## What is asked
Substitute "leaf" for "flower petal" throughout the entries and reproduce every line otherwise unchanged. Omit the pictures from your output.

[Pointing entries]
** Start **
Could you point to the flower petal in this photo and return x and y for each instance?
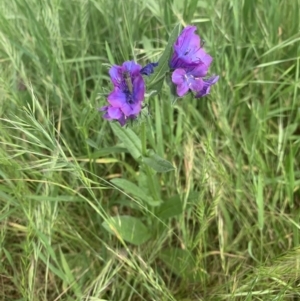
(148, 69)
(179, 76)
(117, 98)
(115, 73)
(187, 39)
(138, 88)
(132, 67)
(182, 89)
(207, 83)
** End **
## The answer
Could you point to the leaf in this photo and return x and y for each instance?
(148, 69)
(179, 76)
(117, 98)
(115, 73)
(187, 39)
(138, 88)
(132, 67)
(182, 89)
(207, 83)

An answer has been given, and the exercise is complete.